OBJECTIVE | Report each line of the entries below that contains the word "photo", copying the line in full. Case matters.

PROVIDED INFORMATION |
--------

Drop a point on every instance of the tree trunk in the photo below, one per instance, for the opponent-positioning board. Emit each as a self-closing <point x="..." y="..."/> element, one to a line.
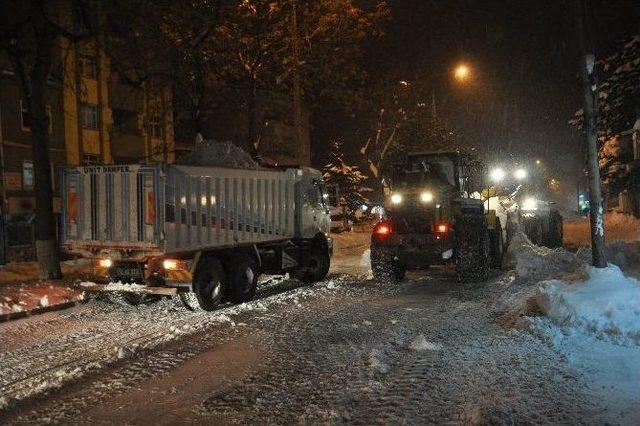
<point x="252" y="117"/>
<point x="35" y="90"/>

--------

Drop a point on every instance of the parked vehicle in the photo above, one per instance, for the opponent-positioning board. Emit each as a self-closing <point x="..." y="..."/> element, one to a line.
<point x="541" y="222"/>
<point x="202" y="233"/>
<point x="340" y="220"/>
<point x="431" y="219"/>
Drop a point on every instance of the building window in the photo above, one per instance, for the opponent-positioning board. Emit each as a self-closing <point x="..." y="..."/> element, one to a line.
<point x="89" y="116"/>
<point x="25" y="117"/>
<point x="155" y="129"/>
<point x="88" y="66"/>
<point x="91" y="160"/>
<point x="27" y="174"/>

--------

FULL ANSWER |
Drop a point on every instance of the tree trunk in the photo below, one per instance, for the opponent-positioning board. Emit each as a self-closing <point x="..." y="..."/> element, one to a line.
Drop a point on every instance of the parked vehicle in the photo above, one per instance, for the opponent-positioning board. Emit each as a self-closing <point x="..." y="..."/> element, one to a line.
Drop a point on every instance of the building window in the photo above, one per instance, for the opponent-positioning board. Emit each as a self-closing <point x="..." y="..."/> element, one to a line.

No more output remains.